▶ _Raw data_:
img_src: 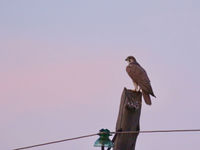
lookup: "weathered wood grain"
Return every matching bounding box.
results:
[113,88,142,150]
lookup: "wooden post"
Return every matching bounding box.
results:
[112,88,142,150]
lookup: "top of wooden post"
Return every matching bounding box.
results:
[113,88,142,150]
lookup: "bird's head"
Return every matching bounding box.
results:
[125,56,136,64]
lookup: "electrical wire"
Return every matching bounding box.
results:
[13,129,200,150]
[13,133,98,150]
[112,129,200,134]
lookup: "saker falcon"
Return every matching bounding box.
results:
[125,56,156,105]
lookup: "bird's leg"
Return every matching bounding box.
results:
[133,82,139,91]
[136,85,141,92]
[136,85,140,92]
[138,87,142,92]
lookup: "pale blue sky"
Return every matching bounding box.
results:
[1,0,200,150]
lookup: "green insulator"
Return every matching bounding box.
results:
[94,129,114,148]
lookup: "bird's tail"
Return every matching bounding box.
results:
[142,91,152,105]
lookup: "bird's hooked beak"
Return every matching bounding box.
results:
[125,57,128,61]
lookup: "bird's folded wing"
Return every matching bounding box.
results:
[126,64,154,95]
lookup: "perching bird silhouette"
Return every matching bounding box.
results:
[125,56,156,105]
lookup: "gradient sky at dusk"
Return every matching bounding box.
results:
[1,0,200,149]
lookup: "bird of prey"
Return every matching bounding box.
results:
[125,56,156,105]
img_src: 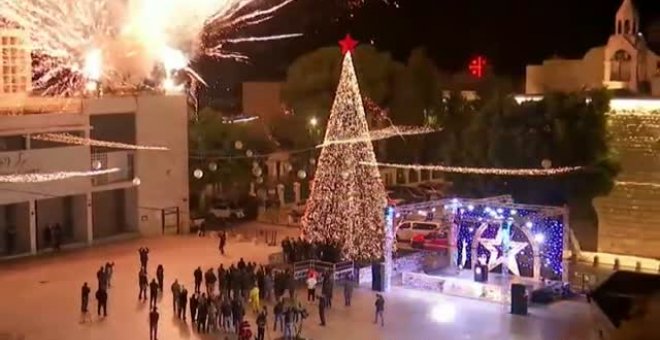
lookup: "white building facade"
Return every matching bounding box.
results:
[0,95,190,256]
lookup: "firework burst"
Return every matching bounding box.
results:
[0,0,299,96]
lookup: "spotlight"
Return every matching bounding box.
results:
[525,221,533,228]
[534,233,545,243]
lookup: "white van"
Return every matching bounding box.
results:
[395,221,444,242]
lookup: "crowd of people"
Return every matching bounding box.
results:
[281,237,343,264]
[76,234,386,340]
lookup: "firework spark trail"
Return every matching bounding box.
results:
[0,0,299,95]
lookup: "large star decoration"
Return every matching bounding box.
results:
[478,227,529,276]
[339,34,358,55]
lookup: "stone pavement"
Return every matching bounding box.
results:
[0,222,599,340]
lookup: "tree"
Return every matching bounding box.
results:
[280,45,401,149]
[301,48,387,262]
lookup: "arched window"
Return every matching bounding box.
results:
[611,50,633,81]
[624,20,630,34]
[617,21,622,34]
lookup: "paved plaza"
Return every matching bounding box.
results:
[0,222,598,340]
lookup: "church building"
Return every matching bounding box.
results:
[525,0,660,96]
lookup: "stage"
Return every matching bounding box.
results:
[402,269,551,304]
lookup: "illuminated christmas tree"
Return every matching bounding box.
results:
[301,35,388,262]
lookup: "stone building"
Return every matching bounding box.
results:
[526,0,660,96]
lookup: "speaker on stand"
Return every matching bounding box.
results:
[511,283,528,315]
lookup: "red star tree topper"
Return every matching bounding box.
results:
[339,34,359,54]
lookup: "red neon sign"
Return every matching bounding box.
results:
[468,56,487,79]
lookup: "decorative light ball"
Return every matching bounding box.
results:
[256,177,263,184]
[92,160,102,170]
[246,150,254,157]
[340,170,349,180]
[297,170,307,179]
[208,162,218,172]
[234,140,243,150]
[193,169,204,179]
[132,177,141,186]
[541,159,552,169]
[252,161,259,169]
[252,167,263,177]
[309,158,316,165]
[285,163,293,172]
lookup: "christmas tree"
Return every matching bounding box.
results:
[301,35,388,262]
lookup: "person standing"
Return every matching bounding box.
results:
[96,288,108,317]
[138,269,148,301]
[178,286,188,321]
[156,265,164,292]
[190,292,198,323]
[344,275,354,307]
[219,231,227,255]
[149,278,159,308]
[374,294,385,327]
[205,268,217,295]
[97,266,107,290]
[283,307,294,338]
[220,297,232,332]
[53,223,62,251]
[171,279,180,313]
[323,271,334,308]
[81,282,91,321]
[194,267,203,293]
[104,262,114,288]
[306,275,317,302]
[256,307,267,340]
[139,247,150,270]
[217,265,226,298]
[264,271,274,303]
[149,307,159,340]
[317,294,327,326]
[197,294,208,333]
[273,298,284,332]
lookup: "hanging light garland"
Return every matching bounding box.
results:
[615,181,660,189]
[317,125,440,148]
[0,168,120,183]
[361,162,584,176]
[31,133,169,151]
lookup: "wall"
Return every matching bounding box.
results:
[92,189,126,238]
[0,146,91,205]
[594,112,660,258]
[242,82,283,121]
[0,202,30,254]
[71,194,88,243]
[524,47,605,95]
[134,95,189,235]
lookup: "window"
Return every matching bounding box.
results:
[413,223,437,231]
[656,61,660,75]
[611,50,633,81]
[617,21,622,34]
[624,20,630,34]
[398,223,411,230]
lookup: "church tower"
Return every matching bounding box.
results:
[604,0,644,92]
[614,0,639,36]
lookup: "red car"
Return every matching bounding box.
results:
[411,230,450,252]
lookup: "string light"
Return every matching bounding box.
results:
[361,162,584,176]
[317,125,440,148]
[31,133,168,151]
[0,168,119,183]
[616,181,660,189]
[302,46,388,262]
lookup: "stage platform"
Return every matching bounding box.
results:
[402,269,552,304]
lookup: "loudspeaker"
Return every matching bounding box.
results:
[474,264,488,283]
[372,262,385,292]
[511,283,528,315]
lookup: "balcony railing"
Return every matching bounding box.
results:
[91,151,134,186]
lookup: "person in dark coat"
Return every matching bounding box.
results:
[220,298,232,332]
[194,267,203,293]
[317,294,327,326]
[178,286,188,320]
[156,265,164,292]
[149,279,159,307]
[374,294,385,326]
[97,266,107,290]
[96,288,108,317]
[344,275,354,306]
[197,294,208,333]
[232,298,244,333]
[218,265,226,297]
[139,269,148,301]
[104,262,114,288]
[171,279,180,313]
[256,307,267,340]
[81,282,91,313]
[237,257,246,271]
[190,292,198,322]
[218,231,227,255]
[149,307,159,340]
[139,247,150,270]
[53,223,62,250]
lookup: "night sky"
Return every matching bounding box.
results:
[198,0,660,98]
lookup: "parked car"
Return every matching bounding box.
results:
[209,201,246,220]
[395,221,445,242]
[411,230,450,253]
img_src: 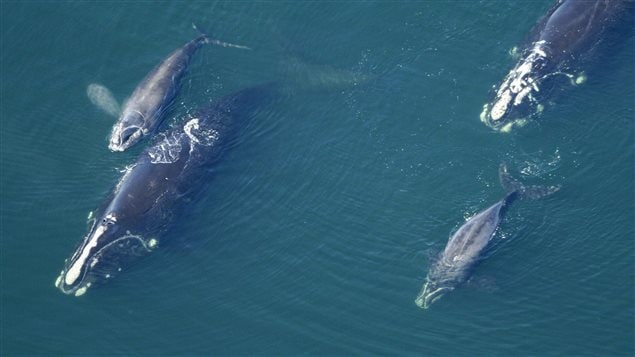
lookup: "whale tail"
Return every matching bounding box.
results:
[499,163,560,202]
[192,23,251,50]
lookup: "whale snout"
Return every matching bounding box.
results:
[55,268,94,297]
[109,110,146,152]
[480,90,534,133]
[109,125,143,152]
[55,222,158,297]
[415,282,453,310]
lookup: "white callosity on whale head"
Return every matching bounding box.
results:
[415,280,455,309]
[64,225,105,286]
[514,86,533,106]
[486,41,548,125]
[62,213,116,287]
[74,282,92,297]
[490,89,513,121]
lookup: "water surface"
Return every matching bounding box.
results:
[1,1,634,355]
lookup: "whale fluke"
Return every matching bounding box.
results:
[499,163,560,201]
[191,23,251,50]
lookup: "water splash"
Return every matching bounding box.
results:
[518,148,562,177]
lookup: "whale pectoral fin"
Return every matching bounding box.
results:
[86,83,121,118]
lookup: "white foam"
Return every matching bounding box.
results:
[184,118,219,148]
[148,133,182,164]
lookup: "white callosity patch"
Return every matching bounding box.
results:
[514,86,533,106]
[184,118,219,149]
[488,41,548,122]
[65,233,156,295]
[74,287,86,296]
[147,238,158,249]
[490,89,512,121]
[74,282,91,297]
[148,132,183,164]
[480,104,490,123]
[64,223,108,286]
[63,212,119,287]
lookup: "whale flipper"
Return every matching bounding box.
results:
[86,83,121,117]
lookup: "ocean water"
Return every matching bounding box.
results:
[1,1,634,355]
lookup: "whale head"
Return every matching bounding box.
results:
[415,254,466,309]
[55,211,157,296]
[109,111,146,151]
[415,279,455,310]
[481,43,553,132]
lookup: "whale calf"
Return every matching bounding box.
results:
[109,26,249,152]
[480,0,634,132]
[56,83,276,296]
[415,164,560,309]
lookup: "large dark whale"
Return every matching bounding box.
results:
[480,0,634,132]
[414,164,560,309]
[56,83,276,296]
[109,27,249,152]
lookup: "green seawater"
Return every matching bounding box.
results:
[1,1,634,355]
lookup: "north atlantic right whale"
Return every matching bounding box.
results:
[56,83,277,296]
[480,0,634,132]
[415,164,560,310]
[109,26,249,152]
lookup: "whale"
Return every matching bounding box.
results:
[109,26,249,152]
[414,164,560,309]
[480,0,634,132]
[55,83,277,296]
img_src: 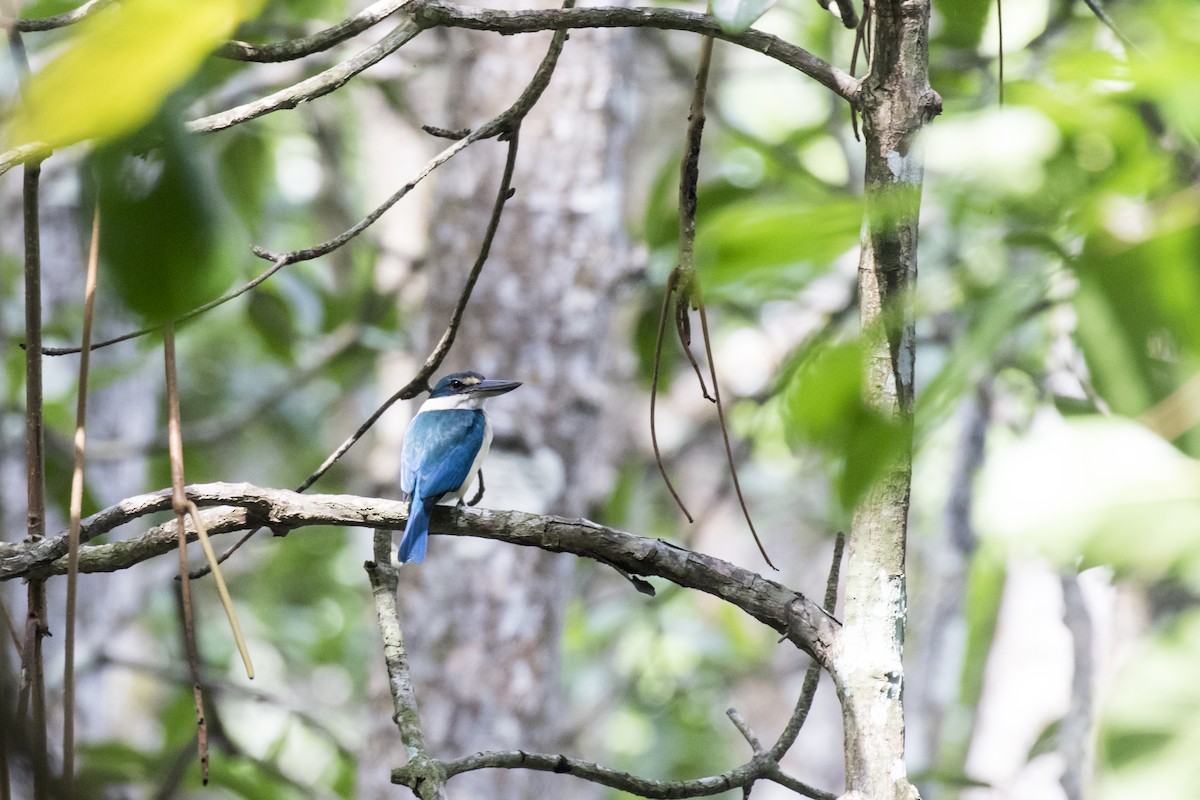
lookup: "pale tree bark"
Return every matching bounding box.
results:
[379,5,637,799]
[833,1,939,799]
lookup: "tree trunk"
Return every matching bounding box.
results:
[384,6,636,799]
[834,1,939,798]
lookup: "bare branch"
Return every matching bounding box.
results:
[5,0,114,32]
[217,0,408,62]
[188,19,423,134]
[438,749,748,799]
[12,22,53,782]
[163,326,211,783]
[42,255,294,356]
[435,748,835,800]
[1080,0,1140,53]
[410,1,859,102]
[726,708,766,755]
[0,483,840,664]
[62,202,100,789]
[367,530,447,799]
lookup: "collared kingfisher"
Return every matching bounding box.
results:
[397,371,522,563]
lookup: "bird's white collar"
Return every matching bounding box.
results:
[417,393,489,412]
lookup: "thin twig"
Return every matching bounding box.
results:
[726,708,766,754]
[163,325,210,785]
[648,20,721,526]
[997,0,1004,105]
[217,0,407,61]
[189,20,423,135]
[675,28,776,568]
[1081,0,1140,53]
[5,0,113,31]
[42,255,293,356]
[422,125,471,140]
[849,0,871,140]
[186,502,254,679]
[290,0,571,489]
[674,26,716,404]
[48,0,549,361]
[769,532,844,760]
[61,203,100,790]
[250,136,475,268]
[437,747,836,800]
[410,1,859,100]
[648,279,695,522]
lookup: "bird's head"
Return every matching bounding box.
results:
[422,371,522,410]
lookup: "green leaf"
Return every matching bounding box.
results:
[931,0,992,49]
[218,128,273,234]
[90,115,236,325]
[1074,217,1200,417]
[248,288,299,362]
[978,415,1200,588]
[8,0,263,151]
[961,548,1005,707]
[695,197,862,301]
[1099,608,1200,797]
[712,0,775,34]
[780,338,907,508]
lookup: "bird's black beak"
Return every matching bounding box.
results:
[470,379,522,397]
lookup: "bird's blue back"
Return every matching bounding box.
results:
[398,409,487,563]
[400,409,486,499]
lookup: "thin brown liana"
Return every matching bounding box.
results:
[997,0,1005,105]
[62,202,101,789]
[648,11,777,569]
[163,323,256,783]
[164,324,210,784]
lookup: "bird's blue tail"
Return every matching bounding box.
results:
[398,498,430,563]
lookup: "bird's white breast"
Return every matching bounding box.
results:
[453,411,493,502]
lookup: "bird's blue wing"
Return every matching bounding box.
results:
[400,409,486,501]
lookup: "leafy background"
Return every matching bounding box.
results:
[2,0,1199,797]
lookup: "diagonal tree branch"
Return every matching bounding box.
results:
[188,19,423,134]
[0,483,841,666]
[5,0,114,32]
[217,0,409,62]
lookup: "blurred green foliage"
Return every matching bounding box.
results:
[89,115,237,325]
[8,0,264,150]
[5,0,1200,796]
[779,337,906,509]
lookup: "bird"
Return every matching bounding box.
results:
[397,371,522,563]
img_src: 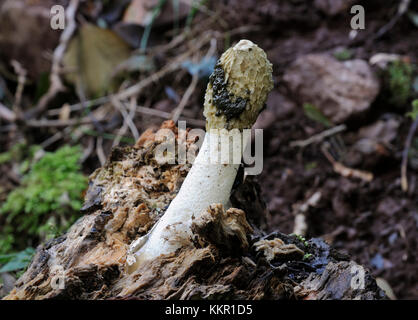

▶ _Problem to solve_:
Please filter the listing down to lines that include the word "wooden".

▶ _Task output_:
lookup: "wooden post"
lookup: "top of wooden post"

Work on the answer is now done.